What to produce. Exactly reproduce the lines from the one holding "distant mountain ridge" through the final line of the listing below, with both ends included and nothing else.

——————————

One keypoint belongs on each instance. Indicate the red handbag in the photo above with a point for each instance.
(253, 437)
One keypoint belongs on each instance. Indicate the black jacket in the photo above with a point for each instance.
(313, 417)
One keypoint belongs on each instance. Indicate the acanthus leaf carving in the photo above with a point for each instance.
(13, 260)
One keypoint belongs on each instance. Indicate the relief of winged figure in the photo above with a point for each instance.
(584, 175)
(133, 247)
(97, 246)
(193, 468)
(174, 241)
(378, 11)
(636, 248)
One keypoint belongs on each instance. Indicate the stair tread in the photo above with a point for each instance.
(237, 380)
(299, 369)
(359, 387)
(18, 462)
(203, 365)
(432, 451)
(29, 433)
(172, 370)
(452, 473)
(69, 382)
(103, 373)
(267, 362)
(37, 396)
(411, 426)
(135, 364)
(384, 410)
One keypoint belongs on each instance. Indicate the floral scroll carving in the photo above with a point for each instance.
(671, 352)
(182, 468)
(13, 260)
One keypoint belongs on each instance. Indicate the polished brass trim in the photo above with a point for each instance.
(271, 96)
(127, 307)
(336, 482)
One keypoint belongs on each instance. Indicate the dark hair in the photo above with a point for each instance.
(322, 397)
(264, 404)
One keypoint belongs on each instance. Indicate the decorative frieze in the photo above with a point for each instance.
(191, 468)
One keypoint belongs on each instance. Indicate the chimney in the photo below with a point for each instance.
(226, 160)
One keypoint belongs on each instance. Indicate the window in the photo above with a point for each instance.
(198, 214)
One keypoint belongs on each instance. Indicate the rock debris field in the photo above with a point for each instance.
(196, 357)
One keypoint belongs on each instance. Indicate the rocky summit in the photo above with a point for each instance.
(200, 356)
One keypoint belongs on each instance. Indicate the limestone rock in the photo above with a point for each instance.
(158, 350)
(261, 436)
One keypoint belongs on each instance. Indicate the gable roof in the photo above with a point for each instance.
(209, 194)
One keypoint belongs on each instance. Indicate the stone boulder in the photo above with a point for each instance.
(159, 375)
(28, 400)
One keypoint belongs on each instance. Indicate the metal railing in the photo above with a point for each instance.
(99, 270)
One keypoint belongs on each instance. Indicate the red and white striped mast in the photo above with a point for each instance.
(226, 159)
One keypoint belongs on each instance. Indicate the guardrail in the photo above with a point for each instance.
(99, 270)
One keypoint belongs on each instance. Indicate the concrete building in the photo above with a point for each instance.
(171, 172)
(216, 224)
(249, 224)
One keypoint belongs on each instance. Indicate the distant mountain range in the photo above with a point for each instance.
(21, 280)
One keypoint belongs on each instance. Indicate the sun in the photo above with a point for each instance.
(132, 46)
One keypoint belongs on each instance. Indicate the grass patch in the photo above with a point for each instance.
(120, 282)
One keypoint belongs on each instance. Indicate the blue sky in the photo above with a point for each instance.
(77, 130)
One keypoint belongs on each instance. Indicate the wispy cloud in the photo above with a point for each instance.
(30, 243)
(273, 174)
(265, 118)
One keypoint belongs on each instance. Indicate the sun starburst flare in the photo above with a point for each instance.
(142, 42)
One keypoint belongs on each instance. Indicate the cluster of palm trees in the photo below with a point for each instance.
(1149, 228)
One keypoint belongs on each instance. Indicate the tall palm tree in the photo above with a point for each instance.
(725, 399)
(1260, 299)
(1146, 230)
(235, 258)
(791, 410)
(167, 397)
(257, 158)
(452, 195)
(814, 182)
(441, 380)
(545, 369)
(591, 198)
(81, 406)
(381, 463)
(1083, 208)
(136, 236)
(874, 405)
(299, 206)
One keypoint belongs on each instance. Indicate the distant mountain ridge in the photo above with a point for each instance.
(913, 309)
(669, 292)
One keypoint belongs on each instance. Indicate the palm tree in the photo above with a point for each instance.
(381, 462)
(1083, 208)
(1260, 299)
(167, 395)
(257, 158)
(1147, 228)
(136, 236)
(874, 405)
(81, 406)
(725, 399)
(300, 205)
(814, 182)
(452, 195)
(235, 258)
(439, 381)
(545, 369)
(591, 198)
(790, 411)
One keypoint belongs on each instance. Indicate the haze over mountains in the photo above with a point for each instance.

——————————

Written answer.
One keypoint belongs on each instance. Indicate the distant mountain ridge in the photo above with a point for each instance.
(913, 309)
(669, 292)
One keypoint belongs on each instance. Indicate the palm tree in the photo above with a point for each instance.
(381, 462)
(1083, 208)
(1260, 299)
(167, 395)
(257, 158)
(1147, 228)
(136, 236)
(874, 405)
(81, 406)
(725, 399)
(300, 205)
(814, 182)
(452, 195)
(235, 258)
(439, 381)
(545, 369)
(591, 198)
(790, 411)
One keypoint belongs on each instance. Indicate the haze over mountains in the photo above with a point for each instance.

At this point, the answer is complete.